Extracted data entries
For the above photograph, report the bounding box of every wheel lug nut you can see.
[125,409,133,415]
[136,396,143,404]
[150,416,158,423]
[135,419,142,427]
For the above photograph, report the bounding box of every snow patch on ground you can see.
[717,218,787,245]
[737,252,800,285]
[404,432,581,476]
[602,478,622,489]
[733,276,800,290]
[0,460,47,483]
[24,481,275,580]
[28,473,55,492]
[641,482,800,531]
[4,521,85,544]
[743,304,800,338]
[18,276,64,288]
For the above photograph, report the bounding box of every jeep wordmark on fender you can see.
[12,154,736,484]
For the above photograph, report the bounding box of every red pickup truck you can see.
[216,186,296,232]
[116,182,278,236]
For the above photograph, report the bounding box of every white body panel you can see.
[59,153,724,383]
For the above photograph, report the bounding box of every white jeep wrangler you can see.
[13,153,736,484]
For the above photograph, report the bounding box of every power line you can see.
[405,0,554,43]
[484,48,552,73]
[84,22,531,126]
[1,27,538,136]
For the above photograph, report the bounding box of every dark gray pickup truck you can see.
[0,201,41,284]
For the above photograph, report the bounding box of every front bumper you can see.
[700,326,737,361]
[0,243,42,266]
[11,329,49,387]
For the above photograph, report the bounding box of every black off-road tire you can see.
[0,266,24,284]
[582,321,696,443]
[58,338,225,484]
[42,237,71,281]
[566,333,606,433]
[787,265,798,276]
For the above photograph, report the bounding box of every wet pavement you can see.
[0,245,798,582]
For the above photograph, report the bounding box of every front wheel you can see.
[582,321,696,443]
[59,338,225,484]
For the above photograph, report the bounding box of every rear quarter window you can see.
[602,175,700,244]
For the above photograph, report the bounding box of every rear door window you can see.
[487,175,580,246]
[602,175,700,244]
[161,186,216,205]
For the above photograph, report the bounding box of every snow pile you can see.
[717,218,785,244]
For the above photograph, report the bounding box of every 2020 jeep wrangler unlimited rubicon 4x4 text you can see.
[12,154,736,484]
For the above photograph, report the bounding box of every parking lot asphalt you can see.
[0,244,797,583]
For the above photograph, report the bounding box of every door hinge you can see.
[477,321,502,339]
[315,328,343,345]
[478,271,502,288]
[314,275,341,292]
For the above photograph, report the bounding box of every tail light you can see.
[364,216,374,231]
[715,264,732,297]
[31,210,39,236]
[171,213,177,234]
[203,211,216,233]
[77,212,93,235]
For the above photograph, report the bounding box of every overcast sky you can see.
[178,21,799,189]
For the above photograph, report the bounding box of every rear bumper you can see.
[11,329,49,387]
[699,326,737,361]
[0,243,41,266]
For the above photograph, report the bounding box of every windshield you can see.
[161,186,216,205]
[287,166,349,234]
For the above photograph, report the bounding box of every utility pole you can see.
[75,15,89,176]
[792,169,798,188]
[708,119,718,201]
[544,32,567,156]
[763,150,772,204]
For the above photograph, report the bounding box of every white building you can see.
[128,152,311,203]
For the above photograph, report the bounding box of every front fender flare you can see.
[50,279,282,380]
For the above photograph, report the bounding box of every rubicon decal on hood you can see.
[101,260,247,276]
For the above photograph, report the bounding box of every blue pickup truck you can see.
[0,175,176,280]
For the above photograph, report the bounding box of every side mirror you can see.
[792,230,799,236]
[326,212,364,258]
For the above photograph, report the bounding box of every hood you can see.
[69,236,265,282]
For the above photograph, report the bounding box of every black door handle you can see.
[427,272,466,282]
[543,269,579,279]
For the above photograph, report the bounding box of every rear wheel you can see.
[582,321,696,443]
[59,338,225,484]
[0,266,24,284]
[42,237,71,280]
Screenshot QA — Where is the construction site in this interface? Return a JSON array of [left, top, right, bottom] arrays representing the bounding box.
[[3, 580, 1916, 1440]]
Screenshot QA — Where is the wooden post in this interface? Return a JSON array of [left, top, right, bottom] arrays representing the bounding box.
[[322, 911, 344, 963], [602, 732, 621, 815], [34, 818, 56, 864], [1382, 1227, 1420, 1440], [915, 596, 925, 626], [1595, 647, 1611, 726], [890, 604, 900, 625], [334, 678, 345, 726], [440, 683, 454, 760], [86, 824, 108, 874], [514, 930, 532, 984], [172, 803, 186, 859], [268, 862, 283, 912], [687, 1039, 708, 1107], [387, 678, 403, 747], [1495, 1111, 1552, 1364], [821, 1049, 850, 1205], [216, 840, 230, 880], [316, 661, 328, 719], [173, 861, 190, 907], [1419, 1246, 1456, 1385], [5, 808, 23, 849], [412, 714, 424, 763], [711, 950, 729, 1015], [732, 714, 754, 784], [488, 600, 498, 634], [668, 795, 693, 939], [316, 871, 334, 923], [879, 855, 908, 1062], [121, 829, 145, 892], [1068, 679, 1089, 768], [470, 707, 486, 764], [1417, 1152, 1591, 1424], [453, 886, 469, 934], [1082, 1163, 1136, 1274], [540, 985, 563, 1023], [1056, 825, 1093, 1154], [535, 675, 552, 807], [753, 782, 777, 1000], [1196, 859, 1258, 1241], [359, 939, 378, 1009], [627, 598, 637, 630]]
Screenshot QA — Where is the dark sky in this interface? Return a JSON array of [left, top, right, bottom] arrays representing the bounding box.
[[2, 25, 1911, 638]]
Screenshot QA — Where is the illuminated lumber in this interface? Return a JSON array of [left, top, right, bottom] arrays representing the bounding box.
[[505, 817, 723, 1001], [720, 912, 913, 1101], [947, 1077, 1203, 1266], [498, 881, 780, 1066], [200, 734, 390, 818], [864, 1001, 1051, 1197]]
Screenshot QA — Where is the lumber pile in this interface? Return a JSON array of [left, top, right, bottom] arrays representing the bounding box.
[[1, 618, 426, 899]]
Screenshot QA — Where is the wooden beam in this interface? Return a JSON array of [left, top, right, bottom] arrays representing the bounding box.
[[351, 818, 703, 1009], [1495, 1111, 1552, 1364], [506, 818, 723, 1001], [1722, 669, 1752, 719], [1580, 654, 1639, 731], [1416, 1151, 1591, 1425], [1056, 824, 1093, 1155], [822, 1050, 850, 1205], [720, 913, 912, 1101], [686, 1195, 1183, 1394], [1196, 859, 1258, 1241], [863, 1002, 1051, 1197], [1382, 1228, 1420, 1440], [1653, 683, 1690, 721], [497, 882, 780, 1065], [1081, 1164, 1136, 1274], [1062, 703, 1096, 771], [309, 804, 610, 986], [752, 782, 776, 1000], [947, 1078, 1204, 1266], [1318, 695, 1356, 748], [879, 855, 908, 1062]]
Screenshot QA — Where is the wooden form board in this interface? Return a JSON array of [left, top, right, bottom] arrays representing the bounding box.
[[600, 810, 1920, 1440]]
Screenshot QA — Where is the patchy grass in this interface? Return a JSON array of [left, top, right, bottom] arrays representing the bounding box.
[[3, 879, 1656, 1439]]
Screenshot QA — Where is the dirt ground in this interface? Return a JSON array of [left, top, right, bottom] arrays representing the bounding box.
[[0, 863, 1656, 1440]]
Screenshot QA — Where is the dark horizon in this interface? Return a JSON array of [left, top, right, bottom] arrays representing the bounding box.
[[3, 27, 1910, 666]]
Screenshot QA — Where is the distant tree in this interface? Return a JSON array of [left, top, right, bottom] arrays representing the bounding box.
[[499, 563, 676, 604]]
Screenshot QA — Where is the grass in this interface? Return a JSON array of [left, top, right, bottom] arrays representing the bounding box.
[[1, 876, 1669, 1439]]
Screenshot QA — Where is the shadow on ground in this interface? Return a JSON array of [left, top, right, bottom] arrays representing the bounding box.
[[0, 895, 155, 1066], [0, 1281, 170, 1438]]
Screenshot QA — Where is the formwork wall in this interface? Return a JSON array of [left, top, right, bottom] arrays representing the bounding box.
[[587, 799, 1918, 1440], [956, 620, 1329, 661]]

● Exercise prompt
From the first line to the last, please write out the entries exactly.

● Solution to this problem
For the above photograph, report the bounding box of every wheel lug nut you can see.
[125,409,133,415]
[136,396,143,404]
[150,416,158,423]
[135,419,142,427]
For the above photograph, report the bounding box of every snow patch on ground you can see.
[717,218,787,245]
[737,252,800,285]
[404,432,581,476]
[602,478,622,489]
[733,276,800,290]
[0,460,47,483]
[24,481,275,580]
[28,473,55,492]
[641,482,800,531]
[4,521,85,544]
[743,304,800,338]
[18,276,64,288]
For the above photograph, report the bounding box of every jeep wordmark on fender you can see.
[12,154,736,484]
For the above photograph, report the bounding box of every red pickup truck you can see.
[216,186,296,232]
[116,182,278,236]
For the above photograph, report the bounding box of every white body panel you can see.
[59,153,724,383]
For the above photograph, report the bounding box of every white jeep wrangler you can see.
[13,153,736,484]
For the above photograph, report the bounding box of every power line you can see.
[405,0,554,43]
[484,48,552,73]
[84,22,531,126]
[1,27,538,136]
For the above photograph, report the bounding box of every dark gray pickup truck you can see.
[0,201,41,284]
For the above photograph, report the bounding box of every front bumper you can see.
[700,326,737,361]
[0,243,42,266]
[11,329,49,387]
For the above photograph, report the bounding box of every black off-road tire you can see.
[0,266,24,284]
[582,321,696,443]
[58,338,225,484]
[42,237,71,281]
[566,333,606,433]
[787,265,798,276]
For the above photograph, report the bounding box of every wet pavement you can see.
[0,245,798,582]
For the above photograph, report the bounding box of every front wheel you can see.
[582,321,696,443]
[59,338,225,484]
For the above photograph, report the bounding box of every rear quarter window you can see.
[602,175,700,244]
For the above photograph, report the bounding box of every rear door window you can see.
[487,175,580,246]
[602,175,700,244]
[161,186,216,205]
For the above photograph, report the bounding box of every snow pile you can see.
[717,218,785,244]
For the above photograph, report the bounding box of every 2020 jeep wrangler unlimited rubicon 4x4 text you can see.
[12,154,736,484]
For the above photograph, report the bounding box of every parking lot asphalt you can see.
[0,244,797,583]
For the above photograph, report the bounding box of every door hinge you can see.
[477,321,502,339]
[315,328,343,345]
[478,271,502,288]
[314,275,341,292]
For the above photograph, report the bounding box of every tail light you can see.
[364,216,374,231]
[715,264,732,297]
[31,210,39,236]
[171,213,177,234]
[203,211,216,233]
[77,212,93,235]
For the above photograph, report the bounding box of every overcast sky you can see.
[178,21,799,189]
For the above photograph, report the bounding box of every rear bumper you can see.
[11,329,49,387]
[699,326,737,361]
[0,243,41,266]
For the above photograph, report the bounding box of every windshield you can see.
[161,186,216,205]
[287,166,349,234]
For the above photograph, report the bounding box of every utility pole you can see.
[75,15,89,176]
[792,169,798,188]
[708,119,718,201]
[544,32,567,156]
[763,150,772,204]
For the above photograph, report the bounding box of every white building you can see.
[128,152,311,203]
For the above photograph, report the bounding box of every front fender flare you can see.
[50,279,282,380]
For the above photograph, report the bounding box of every rubicon decal on hood you can see.
[101,260,247,276]
For the above photograph, report the bounding box of every blue pickup truck you can see.
[0,175,176,280]
For the above photograph, report the bounding box of every side mirror you can see.
[792,230,799,236]
[326,212,364,258]
For the above photograph, report the bounding box of every hood you can see.
[69,236,265,282]
For the above photograph, report the bounding box of every black door handle you can see.
[427,272,466,282]
[543,269,579,279]
For the above photograph, report the bounding box of every rear wheel you can see.
[582,321,696,443]
[59,338,225,484]
[0,266,24,284]
[42,237,71,280]
Screenshot QA — Where is the construction site in this interface? Return a JSON array of [left, top, right, bottom] arrays representing the bounding box.
[[3, 580, 1916, 1440]]
Screenshot QA — Where is the wooden post in this interface? Return a JSON array of [left, top, right, bottom] arrays representing the bounding box.
[[322, 911, 344, 963], [602, 732, 621, 815], [34, 818, 56, 864], [1382, 1227, 1420, 1440], [915, 596, 925, 626], [1595, 647, 1611, 726], [890, 604, 900, 625], [334, 678, 345, 726], [440, 683, 454, 760], [86, 824, 108, 874], [514, 930, 532, 984], [172, 803, 186, 859], [268, 862, 283, 912], [687, 1039, 708, 1107], [387, 678, 403, 747], [1495, 1111, 1552, 1364], [821, 1049, 850, 1205], [216, 840, 230, 880], [316, 661, 328, 719], [173, 861, 190, 907], [1419, 1246, 1456, 1385], [5, 808, 23, 849], [412, 714, 424, 763], [711, 950, 729, 1015], [732, 714, 754, 784], [488, 600, 498, 634], [668, 795, 693, 939], [316, 871, 334, 923], [879, 855, 908, 1062], [121, 829, 145, 892], [1068, 679, 1089, 768], [470, 707, 486, 764], [1417, 1152, 1591, 1424], [453, 886, 469, 934], [1082, 1163, 1136, 1274], [540, 985, 563, 1023], [1056, 825, 1093, 1154], [535, 675, 552, 807], [753, 782, 777, 1000], [1196, 859, 1258, 1241], [359, 939, 378, 1009], [627, 598, 637, 630]]
Screenshot QA — Where is the dark sky in this interface? Return a JSON array of [left, top, right, bottom] arrays representing the bounding box.
[[2, 25, 1911, 638]]
Screenshot QA — Where is the illuminated lumber in this interface? Return a JSON array of [left, top, right, bottom] arrays representing the bounding box.
[[505, 817, 723, 1001], [720, 912, 913, 1101], [947, 1077, 1203, 1266], [498, 881, 780, 1066], [200, 734, 390, 818], [864, 1001, 1051, 1197]]
Screenshot QA — Where is the lumber pile in this interface? Return a JSON array of [left, top, right, bottom] arrays representing the bounding box.
[[1, 618, 426, 899]]
Screenshot QA — Where is the wooden beam in this interface? Return a JSON array of [left, top, right, bottom] arrays representing the bounding box.
[[351, 818, 703, 1009], [1495, 1111, 1552, 1364], [506, 818, 723, 1001], [1722, 669, 1752, 719], [1580, 654, 1639, 731], [1416, 1151, 1591, 1425], [1056, 824, 1093, 1155], [822, 1050, 850, 1205], [720, 913, 912, 1101], [686, 1195, 1183, 1394], [1196, 859, 1258, 1241], [863, 1002, 1051, 1197], [1382, 1228, 1420, 1440], [1653, 683, 1690, 721], [497, 882, 780, 1065], [1081, 1164, 1136, 1274], [1062, 703, 1096, 771], [309, 804, 610, 986], [752, 782, 776, 1000], [947, 1078, 1204, 1266], [1318, 695, 1356, 748], [879, 855, 908, 1062]]
Screenshot QA — Where is the wooden form board in this interface? Return a JSON array of [left, top, right, bottom] arrays representing the bounding box.
[[600, 810, 1920, 1440]]
Screenshot QA — Where is the patchy grass in this interface? Return a JSON array of [left, top, right, bottom] arrays representing the bounding box.
[[3, 879, 1656, 1439]]
Screenshot QA — Where is the dirt ground in this interface? Return a JSON array of [left, top, right, bottom] arrays representing the bounding box.
[[0, 863, 1656, 1440]]
Screenshot QA — Where is the dark horizon in this interface? Return a JSON array of [left, top, right, bottom] arrays representing the bounding box.
[[3, 27, 1910, 666]]
Screenshot QA — Where is the distant tree in this interface? Return a JSON array of [left, top, right, bottom] arrays representing the bounding box.
[[499, 563, 676, 604]]
Screenshot QA — Where is the grass in this interface? Return a JSON array of [left, top, right, bottom] arrays representing the bounding box.
[[1, 876, 1669, 1439]]
Screenshot QA — Where is the shadow on ground in this interface? Return a JSON array of [left, top, right, bottom] arrays representing the bounding box.
[[0, 895, 155, 1066], [0, 1281, 170, 1438]]
Screenshot QA — Where is the formwork wall in this interface? Return a JSON array of [left, top, right, bottom] arrays representing the bounding box.
[[587, 799, 1918, 1440], [956, 620, 1329, 661]]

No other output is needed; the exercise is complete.